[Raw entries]
==========

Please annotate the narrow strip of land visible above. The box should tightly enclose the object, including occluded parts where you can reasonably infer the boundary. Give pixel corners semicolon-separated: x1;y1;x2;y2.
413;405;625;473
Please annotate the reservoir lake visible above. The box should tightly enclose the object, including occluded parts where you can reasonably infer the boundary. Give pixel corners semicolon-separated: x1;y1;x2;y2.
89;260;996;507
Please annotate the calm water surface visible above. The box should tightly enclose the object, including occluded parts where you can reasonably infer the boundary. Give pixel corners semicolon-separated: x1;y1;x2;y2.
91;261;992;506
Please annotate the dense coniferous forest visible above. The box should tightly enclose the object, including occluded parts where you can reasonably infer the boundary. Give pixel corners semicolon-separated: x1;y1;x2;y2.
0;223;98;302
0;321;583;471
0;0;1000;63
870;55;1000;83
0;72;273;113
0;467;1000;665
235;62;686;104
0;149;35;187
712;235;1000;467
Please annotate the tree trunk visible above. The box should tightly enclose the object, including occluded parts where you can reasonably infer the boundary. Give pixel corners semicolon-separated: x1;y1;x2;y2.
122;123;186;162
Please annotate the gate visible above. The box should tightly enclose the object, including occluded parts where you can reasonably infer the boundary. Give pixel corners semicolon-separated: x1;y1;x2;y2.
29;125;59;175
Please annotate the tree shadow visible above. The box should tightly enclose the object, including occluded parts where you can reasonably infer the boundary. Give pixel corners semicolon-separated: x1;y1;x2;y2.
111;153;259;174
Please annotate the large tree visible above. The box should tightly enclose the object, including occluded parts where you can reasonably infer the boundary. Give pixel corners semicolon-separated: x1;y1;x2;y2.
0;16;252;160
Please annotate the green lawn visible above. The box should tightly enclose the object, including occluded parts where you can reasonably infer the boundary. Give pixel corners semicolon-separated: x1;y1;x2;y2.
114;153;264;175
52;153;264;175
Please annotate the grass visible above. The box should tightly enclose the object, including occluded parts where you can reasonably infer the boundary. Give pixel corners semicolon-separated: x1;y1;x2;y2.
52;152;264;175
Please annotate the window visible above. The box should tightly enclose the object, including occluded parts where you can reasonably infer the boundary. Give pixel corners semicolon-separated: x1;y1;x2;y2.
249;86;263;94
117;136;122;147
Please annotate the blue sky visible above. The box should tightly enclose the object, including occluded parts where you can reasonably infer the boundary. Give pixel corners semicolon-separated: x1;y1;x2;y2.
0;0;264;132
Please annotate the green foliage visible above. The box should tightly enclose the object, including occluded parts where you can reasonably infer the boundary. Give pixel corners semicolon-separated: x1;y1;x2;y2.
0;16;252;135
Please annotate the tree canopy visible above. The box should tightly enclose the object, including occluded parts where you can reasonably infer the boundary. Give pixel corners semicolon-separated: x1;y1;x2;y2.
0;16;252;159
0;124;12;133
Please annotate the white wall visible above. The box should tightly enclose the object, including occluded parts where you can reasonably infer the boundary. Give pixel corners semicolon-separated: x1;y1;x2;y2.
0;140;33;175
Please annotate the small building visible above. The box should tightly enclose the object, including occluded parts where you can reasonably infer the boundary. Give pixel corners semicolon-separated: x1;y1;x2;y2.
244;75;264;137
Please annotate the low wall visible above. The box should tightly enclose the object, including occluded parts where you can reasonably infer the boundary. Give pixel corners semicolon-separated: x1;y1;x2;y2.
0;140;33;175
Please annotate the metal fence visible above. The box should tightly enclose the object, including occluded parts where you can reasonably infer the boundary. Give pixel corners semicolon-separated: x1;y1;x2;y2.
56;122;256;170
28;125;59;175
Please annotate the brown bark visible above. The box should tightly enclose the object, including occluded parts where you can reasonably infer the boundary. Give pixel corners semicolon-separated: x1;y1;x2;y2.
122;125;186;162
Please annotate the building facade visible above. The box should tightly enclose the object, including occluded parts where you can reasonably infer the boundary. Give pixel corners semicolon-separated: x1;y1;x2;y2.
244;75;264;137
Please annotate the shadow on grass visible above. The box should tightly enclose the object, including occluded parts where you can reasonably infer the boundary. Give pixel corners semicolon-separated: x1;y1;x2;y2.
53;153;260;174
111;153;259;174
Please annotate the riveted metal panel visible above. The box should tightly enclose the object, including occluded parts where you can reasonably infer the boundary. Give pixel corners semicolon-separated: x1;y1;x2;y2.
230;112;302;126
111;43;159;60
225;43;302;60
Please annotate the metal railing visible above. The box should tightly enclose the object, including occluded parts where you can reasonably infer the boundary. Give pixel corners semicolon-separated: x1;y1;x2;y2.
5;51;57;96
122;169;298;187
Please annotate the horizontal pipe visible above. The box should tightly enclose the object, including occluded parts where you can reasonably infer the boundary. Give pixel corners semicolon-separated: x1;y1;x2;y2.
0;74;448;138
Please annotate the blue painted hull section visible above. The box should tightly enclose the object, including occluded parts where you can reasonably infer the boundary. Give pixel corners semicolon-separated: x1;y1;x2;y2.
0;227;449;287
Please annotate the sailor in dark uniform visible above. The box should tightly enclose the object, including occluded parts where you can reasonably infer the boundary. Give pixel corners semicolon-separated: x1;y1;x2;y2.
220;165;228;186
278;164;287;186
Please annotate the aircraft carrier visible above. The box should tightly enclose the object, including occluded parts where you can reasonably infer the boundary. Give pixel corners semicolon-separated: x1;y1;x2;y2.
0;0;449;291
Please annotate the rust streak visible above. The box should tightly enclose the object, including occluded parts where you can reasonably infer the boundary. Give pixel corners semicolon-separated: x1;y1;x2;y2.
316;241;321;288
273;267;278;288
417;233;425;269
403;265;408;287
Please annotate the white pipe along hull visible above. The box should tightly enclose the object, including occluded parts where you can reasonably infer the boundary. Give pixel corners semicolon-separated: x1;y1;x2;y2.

==========

§ What you need to do
Reproduce the entries verbatim, starting at the line that contains "Please annotate the blue painted" and ending at the final line of the entries.

§ Answer in full
Please annotate the blue painted hull section visible above. The box should tightly enclose the object, including occluded parts where you can reasonably infer the boundary. Give pixel corners semicolon-separated: x1;y1;x2;y2.
0;227;449;287
Please annotate the sailor in dark uniform visible above. The box should tightly enclose the object, including occluded parts where you can reasonably infer the boundary. Give pixel corners semicolon-separated: x1;y1;x2;y2.
220;165;228;186
278;164;287;186
Please annotate the aircraft carrier visible above. The box should tightly enclose the object, including occluded parts where you can reasonably infer the boundary. Give pixel corners semicolon-separated: x1;y1;x2;y2.
0;0;449;291
Please annotate the rust streak visible above. The box should tightly enclose the object, including occluded parts where you can reasonably infer the boundary. Give pixel corners semicolon-separated: x1;y1;x2;y2.
316;241;321;288
273;267;278;288
417;233;425;269
403;265;408;287
Please annotate the white pipe along hull visible above. The box should tightly enclose the object, including occluded parts where you can reasonably infer the boundary. Give pixel corners semicolon-separated: x1;y1;x2;y2.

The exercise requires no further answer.